**WHAT THIS TASK INVOLVES:** Look for the string "horse" in the listing below and copy every line in which it appears.

* * *

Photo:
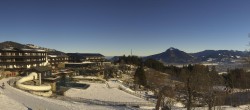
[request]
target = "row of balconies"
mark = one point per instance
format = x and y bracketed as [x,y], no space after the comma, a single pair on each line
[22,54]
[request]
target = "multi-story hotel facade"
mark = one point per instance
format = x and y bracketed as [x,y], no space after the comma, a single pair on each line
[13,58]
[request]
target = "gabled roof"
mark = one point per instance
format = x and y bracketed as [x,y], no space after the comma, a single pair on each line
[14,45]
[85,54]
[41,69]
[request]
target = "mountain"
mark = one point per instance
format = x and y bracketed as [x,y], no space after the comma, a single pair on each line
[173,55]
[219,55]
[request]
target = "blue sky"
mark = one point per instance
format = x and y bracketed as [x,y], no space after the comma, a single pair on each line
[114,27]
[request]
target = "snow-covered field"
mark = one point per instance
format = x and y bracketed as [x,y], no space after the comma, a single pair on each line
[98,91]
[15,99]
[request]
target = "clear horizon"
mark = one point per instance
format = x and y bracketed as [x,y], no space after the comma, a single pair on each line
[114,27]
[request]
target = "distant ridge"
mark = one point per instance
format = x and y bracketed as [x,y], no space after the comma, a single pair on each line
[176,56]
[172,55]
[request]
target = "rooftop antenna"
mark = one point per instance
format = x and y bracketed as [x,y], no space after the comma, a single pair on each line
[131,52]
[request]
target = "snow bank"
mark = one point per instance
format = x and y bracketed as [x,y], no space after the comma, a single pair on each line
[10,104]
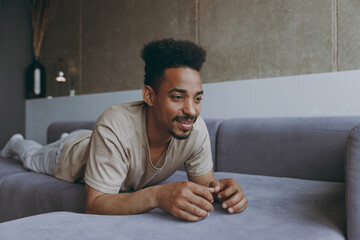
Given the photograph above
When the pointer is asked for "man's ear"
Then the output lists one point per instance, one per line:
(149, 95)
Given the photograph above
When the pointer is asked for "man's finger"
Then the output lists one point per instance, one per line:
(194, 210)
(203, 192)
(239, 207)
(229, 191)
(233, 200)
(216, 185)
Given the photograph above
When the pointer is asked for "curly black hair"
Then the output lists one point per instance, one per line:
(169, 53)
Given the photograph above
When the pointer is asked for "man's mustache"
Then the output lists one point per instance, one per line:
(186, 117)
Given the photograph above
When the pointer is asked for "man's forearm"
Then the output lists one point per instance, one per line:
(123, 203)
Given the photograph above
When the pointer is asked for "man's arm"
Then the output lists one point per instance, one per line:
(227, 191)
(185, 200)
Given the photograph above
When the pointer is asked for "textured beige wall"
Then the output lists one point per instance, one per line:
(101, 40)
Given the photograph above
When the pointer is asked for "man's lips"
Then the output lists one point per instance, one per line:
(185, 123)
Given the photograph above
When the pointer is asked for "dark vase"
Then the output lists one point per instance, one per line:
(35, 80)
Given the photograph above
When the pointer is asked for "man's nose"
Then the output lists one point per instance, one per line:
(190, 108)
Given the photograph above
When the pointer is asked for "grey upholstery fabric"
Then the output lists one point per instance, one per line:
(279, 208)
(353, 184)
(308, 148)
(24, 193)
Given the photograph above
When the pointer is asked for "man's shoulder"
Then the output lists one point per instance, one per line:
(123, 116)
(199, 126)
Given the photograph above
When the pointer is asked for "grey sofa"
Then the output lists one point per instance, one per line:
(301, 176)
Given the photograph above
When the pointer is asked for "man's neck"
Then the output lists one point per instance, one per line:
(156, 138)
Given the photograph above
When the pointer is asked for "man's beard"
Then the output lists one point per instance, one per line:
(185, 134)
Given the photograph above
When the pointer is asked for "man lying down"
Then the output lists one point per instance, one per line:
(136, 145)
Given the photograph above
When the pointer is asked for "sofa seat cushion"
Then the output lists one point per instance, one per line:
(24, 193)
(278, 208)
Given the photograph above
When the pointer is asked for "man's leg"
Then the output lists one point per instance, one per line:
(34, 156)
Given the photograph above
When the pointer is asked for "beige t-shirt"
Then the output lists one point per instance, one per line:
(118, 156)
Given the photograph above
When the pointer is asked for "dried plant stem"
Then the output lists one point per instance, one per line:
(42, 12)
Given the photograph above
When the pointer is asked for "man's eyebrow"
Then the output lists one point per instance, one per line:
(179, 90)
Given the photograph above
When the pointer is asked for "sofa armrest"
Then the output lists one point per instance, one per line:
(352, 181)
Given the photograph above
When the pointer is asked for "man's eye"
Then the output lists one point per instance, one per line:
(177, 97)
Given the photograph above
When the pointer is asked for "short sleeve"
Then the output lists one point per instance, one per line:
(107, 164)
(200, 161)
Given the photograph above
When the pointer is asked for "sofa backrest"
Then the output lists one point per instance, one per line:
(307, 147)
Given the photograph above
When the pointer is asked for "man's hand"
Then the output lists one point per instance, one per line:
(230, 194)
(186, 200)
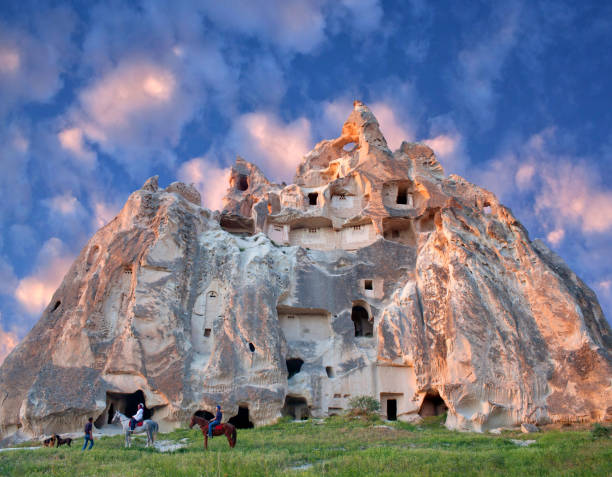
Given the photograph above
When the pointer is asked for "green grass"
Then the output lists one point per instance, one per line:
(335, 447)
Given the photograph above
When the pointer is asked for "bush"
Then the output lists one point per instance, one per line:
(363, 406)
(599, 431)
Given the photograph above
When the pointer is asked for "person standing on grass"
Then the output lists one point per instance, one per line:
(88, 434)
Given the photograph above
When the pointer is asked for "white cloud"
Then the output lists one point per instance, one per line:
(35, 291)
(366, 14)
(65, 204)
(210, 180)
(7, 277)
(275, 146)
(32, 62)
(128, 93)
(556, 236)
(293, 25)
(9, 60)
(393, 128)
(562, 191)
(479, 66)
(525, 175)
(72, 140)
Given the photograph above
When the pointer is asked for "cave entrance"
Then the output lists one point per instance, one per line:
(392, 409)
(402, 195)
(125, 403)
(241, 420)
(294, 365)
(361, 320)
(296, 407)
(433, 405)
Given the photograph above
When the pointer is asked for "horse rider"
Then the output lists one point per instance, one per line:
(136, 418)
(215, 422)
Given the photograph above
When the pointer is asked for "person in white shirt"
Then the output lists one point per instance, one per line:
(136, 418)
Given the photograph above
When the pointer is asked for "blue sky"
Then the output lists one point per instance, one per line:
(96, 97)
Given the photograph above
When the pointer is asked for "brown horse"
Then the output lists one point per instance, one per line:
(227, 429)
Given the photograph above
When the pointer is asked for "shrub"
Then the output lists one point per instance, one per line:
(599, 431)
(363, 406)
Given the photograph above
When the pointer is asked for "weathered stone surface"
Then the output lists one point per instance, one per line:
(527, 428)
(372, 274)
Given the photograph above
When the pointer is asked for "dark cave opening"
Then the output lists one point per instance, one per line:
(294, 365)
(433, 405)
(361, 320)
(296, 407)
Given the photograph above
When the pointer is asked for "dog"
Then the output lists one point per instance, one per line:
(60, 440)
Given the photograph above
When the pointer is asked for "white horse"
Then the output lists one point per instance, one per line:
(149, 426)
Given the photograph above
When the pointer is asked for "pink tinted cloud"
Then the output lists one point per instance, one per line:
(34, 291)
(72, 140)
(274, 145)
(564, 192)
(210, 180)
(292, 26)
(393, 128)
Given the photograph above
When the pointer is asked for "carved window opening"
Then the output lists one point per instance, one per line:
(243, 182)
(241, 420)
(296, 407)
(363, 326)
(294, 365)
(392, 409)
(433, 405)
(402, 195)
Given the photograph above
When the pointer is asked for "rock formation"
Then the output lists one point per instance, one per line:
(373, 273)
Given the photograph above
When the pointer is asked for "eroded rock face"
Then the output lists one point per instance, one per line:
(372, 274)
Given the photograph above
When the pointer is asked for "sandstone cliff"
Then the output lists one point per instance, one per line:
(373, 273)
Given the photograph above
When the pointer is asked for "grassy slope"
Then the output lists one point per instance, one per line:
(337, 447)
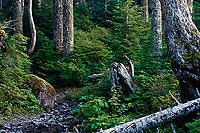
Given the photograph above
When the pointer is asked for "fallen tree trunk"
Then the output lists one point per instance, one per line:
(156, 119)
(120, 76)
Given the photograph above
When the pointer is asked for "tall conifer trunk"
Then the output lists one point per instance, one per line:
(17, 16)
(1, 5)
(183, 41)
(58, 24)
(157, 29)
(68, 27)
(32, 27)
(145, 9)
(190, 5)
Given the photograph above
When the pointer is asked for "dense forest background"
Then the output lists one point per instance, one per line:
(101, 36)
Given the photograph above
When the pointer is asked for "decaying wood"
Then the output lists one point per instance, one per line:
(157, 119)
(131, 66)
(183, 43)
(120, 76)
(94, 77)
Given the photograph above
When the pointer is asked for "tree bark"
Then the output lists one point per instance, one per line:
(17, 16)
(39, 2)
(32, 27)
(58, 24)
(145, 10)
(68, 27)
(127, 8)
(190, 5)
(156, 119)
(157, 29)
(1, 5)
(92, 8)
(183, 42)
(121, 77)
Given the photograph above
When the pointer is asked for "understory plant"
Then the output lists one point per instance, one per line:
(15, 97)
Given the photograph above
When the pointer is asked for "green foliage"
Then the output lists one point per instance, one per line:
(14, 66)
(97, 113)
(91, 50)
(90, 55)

* * *

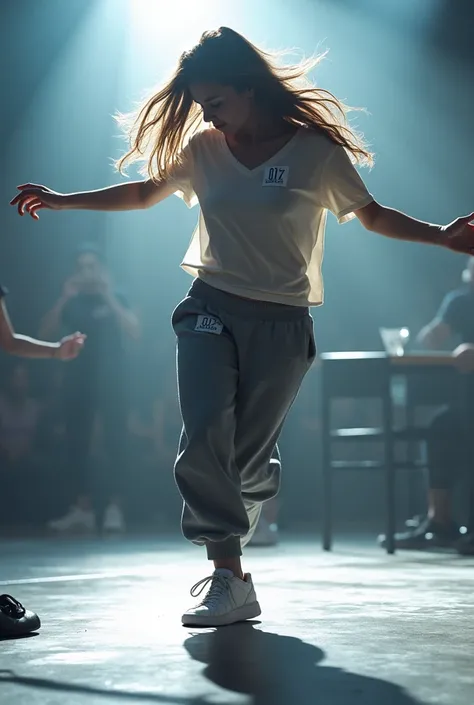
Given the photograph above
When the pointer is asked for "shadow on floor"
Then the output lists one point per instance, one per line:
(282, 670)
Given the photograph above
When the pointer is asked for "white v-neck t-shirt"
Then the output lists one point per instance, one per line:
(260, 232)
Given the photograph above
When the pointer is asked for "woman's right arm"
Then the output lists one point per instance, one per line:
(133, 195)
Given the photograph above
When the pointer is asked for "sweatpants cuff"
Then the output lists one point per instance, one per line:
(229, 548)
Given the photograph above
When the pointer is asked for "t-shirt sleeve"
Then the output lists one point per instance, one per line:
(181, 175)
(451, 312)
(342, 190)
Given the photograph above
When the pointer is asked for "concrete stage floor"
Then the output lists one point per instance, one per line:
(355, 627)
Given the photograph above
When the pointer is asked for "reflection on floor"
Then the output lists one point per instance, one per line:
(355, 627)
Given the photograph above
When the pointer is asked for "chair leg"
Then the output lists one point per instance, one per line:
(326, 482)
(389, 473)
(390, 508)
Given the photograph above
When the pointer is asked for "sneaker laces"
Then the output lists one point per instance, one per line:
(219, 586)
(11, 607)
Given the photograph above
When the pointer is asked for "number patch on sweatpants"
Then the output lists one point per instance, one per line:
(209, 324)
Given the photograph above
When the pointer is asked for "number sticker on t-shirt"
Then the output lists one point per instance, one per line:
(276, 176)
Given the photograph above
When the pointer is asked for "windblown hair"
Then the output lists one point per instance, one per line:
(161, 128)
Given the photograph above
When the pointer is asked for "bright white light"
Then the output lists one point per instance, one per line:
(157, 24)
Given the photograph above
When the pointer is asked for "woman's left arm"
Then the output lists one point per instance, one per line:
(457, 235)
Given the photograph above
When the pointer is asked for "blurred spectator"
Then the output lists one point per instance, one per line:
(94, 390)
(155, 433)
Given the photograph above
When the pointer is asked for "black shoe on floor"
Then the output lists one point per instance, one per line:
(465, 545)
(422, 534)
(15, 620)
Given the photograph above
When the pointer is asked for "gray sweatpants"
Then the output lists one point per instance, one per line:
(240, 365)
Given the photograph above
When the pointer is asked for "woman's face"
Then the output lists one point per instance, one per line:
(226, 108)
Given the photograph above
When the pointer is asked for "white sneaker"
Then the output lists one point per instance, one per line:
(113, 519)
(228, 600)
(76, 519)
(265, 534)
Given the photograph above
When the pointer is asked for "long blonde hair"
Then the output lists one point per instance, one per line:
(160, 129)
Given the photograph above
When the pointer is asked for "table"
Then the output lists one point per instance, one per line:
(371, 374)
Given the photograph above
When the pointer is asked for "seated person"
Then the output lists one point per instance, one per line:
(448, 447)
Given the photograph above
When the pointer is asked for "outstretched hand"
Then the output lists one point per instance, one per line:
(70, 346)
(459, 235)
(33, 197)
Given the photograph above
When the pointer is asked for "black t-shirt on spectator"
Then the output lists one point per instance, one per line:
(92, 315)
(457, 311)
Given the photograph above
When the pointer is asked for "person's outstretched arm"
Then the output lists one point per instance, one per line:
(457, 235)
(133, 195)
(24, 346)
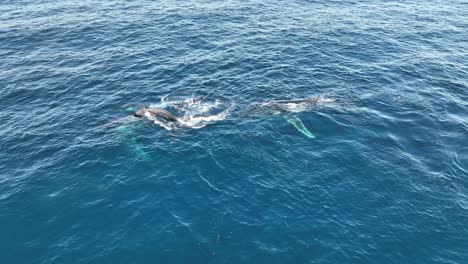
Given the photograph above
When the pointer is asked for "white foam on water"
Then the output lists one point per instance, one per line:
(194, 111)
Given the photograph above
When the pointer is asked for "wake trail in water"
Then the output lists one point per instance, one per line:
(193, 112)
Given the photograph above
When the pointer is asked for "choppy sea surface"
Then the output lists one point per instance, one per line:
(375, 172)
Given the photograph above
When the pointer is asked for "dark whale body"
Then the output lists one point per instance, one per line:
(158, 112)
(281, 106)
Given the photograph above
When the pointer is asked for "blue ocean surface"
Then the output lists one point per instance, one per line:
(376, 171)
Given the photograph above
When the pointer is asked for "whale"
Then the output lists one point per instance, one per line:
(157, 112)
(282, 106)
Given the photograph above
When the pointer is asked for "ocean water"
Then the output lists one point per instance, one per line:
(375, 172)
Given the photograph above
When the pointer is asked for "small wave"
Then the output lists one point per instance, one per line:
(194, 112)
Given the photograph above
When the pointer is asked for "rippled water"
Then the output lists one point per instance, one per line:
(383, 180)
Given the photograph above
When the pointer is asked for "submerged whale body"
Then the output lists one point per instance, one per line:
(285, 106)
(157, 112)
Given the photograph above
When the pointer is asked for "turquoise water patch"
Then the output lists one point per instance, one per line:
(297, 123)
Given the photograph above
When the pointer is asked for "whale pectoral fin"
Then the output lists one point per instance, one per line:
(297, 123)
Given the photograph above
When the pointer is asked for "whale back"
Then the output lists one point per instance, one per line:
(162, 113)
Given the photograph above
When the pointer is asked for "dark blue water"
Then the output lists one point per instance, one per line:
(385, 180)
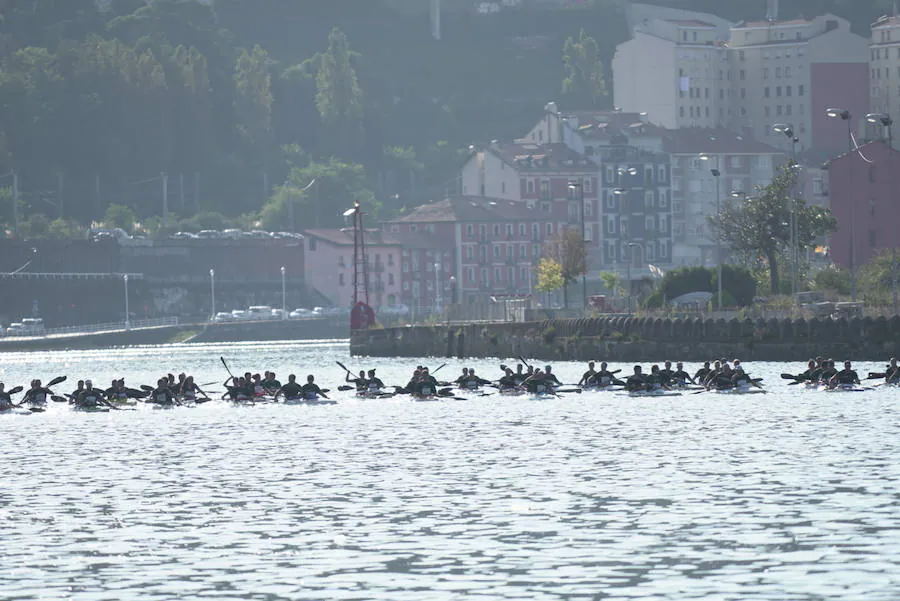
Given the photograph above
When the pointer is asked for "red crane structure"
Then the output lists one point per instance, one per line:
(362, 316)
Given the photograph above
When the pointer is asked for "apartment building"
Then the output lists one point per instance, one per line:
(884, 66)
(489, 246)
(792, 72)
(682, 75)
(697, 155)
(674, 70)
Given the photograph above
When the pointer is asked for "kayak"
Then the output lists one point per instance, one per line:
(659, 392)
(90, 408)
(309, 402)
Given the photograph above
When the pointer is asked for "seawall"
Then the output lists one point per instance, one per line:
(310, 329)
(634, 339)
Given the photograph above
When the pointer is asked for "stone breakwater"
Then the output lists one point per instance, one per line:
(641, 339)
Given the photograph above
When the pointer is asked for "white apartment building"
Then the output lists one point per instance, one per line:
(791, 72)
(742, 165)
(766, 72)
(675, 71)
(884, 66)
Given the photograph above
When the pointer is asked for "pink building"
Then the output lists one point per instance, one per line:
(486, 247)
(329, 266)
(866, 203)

* * *

**RESPONSE FOR THIS EXERCISE:**
When the pointer is asked for "horse rider"
When the pointer is asked for "brown horse"
When the pointer is asked for "white horse"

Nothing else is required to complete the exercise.